══ EXERCISE MATERIALS

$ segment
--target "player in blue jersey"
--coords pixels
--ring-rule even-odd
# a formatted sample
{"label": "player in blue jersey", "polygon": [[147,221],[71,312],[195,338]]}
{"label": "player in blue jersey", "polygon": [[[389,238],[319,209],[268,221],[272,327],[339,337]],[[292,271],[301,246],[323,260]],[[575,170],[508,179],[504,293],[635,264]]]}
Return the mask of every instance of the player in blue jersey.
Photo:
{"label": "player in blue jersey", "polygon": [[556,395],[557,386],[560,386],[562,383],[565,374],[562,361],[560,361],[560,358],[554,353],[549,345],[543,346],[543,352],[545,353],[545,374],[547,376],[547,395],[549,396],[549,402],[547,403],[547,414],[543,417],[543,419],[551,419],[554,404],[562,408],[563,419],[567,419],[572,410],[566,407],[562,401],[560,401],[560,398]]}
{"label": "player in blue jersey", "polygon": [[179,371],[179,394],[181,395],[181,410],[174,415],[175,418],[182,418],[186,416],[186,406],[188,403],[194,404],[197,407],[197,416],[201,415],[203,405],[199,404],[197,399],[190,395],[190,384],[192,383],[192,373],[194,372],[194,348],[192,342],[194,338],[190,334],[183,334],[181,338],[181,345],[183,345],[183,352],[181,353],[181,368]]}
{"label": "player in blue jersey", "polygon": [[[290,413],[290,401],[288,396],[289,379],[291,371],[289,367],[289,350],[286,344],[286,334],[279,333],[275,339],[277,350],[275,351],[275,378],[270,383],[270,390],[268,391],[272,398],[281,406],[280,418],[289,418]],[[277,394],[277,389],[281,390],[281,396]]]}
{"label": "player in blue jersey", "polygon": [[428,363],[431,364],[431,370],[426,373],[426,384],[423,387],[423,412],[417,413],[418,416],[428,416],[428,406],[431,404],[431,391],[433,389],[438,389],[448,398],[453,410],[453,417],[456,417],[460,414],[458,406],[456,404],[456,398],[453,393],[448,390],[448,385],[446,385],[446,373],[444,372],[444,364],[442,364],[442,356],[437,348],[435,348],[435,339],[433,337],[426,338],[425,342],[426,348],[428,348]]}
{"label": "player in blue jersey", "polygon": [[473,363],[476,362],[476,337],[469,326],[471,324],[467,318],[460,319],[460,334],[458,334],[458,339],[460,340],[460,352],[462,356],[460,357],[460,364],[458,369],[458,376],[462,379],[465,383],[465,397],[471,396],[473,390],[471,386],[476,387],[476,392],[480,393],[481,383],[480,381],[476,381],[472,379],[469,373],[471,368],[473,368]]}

════

**AIM OF THE EXERCISE:**
Output all records verbatim.

**FINAL ANSWER:**
$ segment
--target "player in blue jersey"
--coords pixels
--ring-rule even-odd
# a formatted sample
{"label": "player in blue jersey", "polygon": [[147,221],[71,312],[195,338]]}
{"label": "player in blue jersey", "polygon": [[[389,238],[319,209],[268,221],[272,327],[339,337]],[[292,271],[301,246],[323,260]],[[575,170],[508,179],[504,293],[635,264]]]}
Return the mask of every instance of the player in blue jersey.
Photo:
{"label": "player in blue jersey", "polygon": [[556,395],[557,386],[560,386],[562,383],[565,374],[562,361],[560,361],[560,358],[554,353],[549,345],[543,346],[543,352],[545,353],[545,374],[547,376],[547,395],[549,396],[549,402],[547,403],[547,414],[543,417],[543,419],[551,419],[554,404],[562,408],[563,419],[567,419],[572,410],[566,407],[562,401],[560,401],[560,398]]}
{"label": "player in blue jersey", "polygon": [[179,371],[179,394],[181,395],[181,410],[174,415],[175,418],[182,418],[186,416],[186,406],[188,403],[194,404],[197,407],[197,416],[201,415],[203,405],[199,404],[197,399],[190,395],[190,384],[192,383],[192,373],[194,372],[194,348],[192,342],[194,338],[190,334],[183,334],[181,338],[181,345],[183,345],[183,352],[181,353],[181,368]]}
{"label": "player in blue jersey", "polygon": [[[290,413],[290,401],[288,396],[289,379],[291,371],[289,367],[289,350],[286,344],[286,334],[279,333],[275,339],[277,350],[275,351],[275,378],[270,383],[270,390],[268,391],[272,398],[281,406],[280,418],[289,418]],[[277,394],[277,389],[281,390],[281,396]]]}
{"label": "player in blue jersey", "polygon": [[428,363],[431,364],[431,370],[426,373],[426,384],[423,387],[423,412],[417,413],[418,416],[428,416],[428,406],[431,404],[431,391],[433,389],[438,389],[448,398],[453,410],[453,417],[456,417],[460,414],[458,406],[456,404],[456,398],[453,393],[448,390],[448,385],[446,385],[446,373],[444,372],[444,364],[442,364],[442,356],[437,348],[435,348],[435,339],[433,337],[426,338],[425,342],[426,348],[428,348]]}
{"label": "player in blue jersey", "polygon": [[473,363],[476,362],[476,337],[469,326],[471,324],[467,318],[460,319],[460,334],[458,334],[458,339],[460,340],[460,352],[462,356],[460,357],[460,364],[458,369],[458,376],[462,379],[465,383],[465,397],[471,396],[473,390],[471,386],[476,387],[476,392],[480,393],[481,383],[480,381],[476,381],[472,379],[469,373],[471,368],[473,368]]}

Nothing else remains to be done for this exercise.